- EXERCISE AIM -
Rewrite the entries from the start up to and including the line holding "[446,0,457,114]", keeping all their text. Scale every bounding-box coordinate in the answers by 1.1 and round each to a whole number, rounding halves up.

- PROVIDED DATA -
* * * * * * *

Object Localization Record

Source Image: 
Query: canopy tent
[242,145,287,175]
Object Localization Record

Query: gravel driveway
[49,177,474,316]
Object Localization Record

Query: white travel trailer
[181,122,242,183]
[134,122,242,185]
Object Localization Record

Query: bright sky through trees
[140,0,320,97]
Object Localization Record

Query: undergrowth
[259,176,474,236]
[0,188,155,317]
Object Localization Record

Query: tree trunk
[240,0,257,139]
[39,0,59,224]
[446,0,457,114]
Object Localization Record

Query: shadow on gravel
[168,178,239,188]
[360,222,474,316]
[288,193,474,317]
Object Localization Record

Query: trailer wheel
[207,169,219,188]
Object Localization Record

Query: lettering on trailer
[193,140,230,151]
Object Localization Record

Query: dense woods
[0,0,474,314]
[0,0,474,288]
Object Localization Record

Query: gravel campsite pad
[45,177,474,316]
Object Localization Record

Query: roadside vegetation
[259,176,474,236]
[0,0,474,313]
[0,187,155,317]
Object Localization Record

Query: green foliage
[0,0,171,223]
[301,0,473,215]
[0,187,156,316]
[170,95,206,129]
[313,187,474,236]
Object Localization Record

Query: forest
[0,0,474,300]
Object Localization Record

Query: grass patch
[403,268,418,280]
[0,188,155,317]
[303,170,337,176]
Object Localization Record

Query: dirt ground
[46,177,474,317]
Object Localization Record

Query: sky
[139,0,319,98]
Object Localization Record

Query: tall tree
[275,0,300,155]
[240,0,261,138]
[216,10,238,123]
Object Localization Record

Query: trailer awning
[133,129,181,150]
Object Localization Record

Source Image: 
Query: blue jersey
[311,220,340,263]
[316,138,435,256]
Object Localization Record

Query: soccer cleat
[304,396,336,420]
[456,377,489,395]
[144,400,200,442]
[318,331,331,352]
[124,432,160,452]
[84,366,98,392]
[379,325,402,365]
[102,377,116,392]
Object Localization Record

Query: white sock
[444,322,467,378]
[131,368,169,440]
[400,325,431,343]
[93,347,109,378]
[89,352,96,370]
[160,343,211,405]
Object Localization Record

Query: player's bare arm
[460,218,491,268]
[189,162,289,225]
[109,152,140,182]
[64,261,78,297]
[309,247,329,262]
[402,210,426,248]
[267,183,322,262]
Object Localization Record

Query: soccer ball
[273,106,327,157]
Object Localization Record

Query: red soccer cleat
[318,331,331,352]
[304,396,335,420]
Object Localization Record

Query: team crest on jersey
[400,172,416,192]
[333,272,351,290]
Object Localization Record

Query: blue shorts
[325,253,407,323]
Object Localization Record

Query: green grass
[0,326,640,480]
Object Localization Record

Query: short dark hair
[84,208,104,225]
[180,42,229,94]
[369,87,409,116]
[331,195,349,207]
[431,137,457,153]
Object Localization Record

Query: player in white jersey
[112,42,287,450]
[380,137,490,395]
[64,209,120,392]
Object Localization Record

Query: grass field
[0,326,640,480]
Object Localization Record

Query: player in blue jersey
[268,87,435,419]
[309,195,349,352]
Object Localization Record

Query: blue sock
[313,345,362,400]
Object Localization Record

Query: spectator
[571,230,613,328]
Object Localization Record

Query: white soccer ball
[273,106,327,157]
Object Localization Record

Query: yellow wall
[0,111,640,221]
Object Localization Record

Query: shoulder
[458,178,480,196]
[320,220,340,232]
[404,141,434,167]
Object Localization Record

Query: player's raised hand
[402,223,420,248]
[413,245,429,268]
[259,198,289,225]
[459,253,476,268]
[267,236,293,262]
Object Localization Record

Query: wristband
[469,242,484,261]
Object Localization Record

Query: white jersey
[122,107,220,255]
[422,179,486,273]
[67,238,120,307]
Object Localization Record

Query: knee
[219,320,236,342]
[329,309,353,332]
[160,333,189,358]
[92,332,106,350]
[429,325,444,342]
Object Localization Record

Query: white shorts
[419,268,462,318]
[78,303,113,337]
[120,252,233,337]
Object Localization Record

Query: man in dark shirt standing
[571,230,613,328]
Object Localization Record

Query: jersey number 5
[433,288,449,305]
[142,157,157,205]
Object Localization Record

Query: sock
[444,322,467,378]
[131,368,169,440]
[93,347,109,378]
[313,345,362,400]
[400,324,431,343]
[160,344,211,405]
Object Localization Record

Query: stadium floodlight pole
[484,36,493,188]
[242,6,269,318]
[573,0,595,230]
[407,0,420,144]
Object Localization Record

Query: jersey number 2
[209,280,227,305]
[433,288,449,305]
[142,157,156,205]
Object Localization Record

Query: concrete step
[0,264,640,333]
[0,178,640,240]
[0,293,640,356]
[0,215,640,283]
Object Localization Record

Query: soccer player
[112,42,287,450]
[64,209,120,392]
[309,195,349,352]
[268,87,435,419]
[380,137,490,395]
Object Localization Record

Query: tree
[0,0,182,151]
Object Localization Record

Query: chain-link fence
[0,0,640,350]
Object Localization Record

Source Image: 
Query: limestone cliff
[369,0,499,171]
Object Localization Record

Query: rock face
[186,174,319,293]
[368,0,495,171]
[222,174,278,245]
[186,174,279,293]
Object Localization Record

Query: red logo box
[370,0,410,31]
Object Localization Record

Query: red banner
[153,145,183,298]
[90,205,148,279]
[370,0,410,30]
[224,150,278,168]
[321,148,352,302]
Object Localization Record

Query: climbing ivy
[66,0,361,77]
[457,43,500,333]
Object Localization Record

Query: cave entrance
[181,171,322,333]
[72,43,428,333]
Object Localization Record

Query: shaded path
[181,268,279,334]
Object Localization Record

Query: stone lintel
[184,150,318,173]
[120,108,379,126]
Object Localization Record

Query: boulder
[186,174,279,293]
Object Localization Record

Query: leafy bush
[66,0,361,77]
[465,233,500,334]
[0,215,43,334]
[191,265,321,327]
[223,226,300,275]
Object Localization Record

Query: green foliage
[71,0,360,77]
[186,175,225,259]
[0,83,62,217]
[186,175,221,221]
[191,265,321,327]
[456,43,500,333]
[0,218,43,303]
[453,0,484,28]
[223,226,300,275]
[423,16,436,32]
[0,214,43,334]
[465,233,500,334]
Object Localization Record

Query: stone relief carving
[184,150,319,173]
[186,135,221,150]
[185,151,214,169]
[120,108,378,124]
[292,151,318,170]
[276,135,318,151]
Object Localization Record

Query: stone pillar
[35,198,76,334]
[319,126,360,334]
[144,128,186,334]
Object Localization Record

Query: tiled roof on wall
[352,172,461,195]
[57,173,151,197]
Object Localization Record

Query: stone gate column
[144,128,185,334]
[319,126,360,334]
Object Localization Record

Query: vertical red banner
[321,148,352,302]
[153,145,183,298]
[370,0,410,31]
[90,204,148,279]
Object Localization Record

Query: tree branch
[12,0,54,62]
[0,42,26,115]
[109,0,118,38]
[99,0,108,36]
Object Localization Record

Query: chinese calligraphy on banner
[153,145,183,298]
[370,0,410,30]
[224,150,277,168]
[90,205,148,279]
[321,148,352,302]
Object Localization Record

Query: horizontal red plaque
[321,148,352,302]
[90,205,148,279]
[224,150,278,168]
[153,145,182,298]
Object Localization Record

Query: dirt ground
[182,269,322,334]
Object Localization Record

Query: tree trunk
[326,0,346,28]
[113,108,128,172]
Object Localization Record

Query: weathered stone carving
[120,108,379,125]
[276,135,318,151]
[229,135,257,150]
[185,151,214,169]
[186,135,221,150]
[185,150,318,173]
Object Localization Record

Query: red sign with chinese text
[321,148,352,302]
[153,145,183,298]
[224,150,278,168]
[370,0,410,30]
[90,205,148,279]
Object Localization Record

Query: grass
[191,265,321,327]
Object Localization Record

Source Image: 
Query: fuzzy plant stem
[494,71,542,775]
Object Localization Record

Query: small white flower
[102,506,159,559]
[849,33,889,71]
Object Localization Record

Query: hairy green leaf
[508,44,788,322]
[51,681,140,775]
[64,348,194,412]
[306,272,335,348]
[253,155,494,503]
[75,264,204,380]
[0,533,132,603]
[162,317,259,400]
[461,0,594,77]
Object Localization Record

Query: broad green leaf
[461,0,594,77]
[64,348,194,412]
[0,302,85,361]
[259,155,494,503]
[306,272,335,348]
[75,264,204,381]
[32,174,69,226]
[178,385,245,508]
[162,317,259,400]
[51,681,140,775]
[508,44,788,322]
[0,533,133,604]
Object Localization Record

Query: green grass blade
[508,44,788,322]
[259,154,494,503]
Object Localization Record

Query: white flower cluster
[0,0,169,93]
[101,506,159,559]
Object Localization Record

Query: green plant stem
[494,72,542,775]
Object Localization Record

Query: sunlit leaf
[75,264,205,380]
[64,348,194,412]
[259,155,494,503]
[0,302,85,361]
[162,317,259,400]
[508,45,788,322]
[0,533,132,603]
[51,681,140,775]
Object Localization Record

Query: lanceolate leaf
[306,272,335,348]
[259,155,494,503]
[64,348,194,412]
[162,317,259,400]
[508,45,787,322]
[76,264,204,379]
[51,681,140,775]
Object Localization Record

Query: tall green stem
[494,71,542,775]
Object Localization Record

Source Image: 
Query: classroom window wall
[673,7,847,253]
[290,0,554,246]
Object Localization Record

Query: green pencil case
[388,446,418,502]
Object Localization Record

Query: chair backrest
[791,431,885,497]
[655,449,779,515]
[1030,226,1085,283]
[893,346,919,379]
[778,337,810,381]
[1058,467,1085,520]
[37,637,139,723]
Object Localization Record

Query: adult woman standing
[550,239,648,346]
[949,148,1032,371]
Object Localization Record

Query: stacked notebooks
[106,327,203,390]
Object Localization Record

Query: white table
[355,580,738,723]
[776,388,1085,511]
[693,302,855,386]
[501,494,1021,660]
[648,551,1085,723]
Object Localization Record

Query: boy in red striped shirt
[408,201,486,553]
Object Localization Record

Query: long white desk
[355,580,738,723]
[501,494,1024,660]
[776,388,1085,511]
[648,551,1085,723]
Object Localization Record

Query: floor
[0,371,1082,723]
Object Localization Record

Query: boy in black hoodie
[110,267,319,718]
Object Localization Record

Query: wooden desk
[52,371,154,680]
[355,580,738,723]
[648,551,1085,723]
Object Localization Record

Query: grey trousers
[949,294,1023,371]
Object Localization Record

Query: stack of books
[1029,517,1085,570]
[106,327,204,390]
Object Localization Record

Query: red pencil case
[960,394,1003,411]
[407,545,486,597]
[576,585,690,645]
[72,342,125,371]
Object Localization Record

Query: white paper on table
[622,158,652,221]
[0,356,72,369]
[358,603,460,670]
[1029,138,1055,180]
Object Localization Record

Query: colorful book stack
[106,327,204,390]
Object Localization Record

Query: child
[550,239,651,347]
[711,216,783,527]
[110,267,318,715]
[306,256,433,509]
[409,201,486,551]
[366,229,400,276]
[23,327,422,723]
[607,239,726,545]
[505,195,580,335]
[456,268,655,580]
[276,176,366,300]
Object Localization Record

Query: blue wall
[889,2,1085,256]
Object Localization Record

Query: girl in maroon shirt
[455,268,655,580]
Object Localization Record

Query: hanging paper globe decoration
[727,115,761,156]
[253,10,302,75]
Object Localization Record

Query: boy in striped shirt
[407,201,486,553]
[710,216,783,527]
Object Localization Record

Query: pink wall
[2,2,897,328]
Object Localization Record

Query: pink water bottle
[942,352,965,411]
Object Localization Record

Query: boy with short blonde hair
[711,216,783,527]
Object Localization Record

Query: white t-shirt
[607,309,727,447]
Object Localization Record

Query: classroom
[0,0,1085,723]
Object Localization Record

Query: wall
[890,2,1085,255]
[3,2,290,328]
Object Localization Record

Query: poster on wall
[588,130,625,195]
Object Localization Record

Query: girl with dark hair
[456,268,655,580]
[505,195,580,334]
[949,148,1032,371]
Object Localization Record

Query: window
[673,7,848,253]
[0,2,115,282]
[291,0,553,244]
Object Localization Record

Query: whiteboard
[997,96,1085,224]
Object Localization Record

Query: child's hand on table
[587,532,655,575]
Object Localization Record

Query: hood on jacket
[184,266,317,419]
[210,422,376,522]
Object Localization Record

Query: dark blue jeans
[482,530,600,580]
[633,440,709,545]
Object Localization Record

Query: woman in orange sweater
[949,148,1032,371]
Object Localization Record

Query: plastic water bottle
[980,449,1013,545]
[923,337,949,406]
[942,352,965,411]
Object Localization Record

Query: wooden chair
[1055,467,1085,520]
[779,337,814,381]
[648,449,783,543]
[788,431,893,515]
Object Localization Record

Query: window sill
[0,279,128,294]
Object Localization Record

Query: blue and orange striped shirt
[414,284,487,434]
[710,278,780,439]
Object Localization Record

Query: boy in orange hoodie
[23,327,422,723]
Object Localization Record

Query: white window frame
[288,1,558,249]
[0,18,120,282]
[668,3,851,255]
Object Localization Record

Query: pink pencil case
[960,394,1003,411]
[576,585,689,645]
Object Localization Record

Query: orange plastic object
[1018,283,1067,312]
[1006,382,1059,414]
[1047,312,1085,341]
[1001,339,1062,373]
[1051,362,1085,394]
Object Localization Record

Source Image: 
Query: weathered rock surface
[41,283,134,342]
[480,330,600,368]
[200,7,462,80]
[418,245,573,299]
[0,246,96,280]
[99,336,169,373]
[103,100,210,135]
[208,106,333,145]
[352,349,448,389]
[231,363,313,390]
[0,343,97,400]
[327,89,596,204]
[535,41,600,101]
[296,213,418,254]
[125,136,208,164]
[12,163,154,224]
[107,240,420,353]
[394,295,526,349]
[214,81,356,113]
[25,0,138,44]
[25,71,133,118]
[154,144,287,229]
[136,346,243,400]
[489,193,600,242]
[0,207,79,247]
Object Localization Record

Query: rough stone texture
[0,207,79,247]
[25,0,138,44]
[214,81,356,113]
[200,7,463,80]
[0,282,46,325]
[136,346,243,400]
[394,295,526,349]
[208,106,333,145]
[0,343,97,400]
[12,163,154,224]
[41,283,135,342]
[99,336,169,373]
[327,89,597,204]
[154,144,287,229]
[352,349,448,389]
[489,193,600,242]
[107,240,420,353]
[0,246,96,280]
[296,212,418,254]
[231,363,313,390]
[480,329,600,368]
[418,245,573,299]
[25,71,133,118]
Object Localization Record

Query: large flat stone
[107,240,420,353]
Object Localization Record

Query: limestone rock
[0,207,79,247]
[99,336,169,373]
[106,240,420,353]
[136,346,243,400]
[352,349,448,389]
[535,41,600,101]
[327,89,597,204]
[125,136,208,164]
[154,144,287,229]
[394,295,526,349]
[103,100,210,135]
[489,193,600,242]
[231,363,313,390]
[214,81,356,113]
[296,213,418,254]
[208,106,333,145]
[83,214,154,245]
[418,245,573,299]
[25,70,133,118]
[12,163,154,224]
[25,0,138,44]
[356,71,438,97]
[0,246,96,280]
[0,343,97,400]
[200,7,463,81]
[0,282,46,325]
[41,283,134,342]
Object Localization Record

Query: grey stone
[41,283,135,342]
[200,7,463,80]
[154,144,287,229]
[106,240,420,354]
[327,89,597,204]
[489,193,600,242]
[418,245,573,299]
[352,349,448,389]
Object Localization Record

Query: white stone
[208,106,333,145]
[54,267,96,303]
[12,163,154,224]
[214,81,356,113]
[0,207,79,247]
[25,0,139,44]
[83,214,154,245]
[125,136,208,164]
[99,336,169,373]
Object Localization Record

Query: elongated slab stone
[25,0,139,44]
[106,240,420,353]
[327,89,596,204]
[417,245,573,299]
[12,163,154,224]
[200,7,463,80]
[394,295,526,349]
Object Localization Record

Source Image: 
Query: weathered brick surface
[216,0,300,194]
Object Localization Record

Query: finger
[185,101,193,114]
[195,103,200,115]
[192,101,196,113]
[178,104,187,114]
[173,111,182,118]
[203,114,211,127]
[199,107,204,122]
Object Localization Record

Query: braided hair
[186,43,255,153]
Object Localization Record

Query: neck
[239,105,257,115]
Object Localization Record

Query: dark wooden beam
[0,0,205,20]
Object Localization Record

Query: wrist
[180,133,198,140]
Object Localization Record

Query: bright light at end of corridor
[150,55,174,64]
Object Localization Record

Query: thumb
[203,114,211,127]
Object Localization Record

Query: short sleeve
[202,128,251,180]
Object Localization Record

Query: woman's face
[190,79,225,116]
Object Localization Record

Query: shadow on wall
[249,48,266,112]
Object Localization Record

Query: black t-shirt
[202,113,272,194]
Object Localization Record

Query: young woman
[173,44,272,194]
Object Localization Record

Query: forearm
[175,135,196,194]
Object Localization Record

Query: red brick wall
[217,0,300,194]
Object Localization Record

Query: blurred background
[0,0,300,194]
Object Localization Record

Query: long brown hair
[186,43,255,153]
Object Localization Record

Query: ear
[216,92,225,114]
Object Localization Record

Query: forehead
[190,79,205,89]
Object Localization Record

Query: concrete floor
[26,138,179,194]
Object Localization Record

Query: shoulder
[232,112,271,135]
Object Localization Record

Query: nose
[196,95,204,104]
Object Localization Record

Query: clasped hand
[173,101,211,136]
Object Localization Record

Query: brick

* * * * * * *

- RESULT FOR THIS TASK -
Object Localization Record

Source Image: 
Query: canopy tent
[266,160,316,193]
Object Localization Record

Query: gravel driveway
[54,195,521,348]
Object Localization Record

Query: white travel trailer
[199,134,266,201]
[147,134,266,204]
Object Localization Record

Query: bright sky through trees
[154,0,352,107]
Object Localization Record

Query: undergrowth
[285,194,521,260]
[0,207,171,349]
Object Localization Record

Query: tree trunk
[264,0,283,153]
[43,0,65,246]
[491,0,503,125]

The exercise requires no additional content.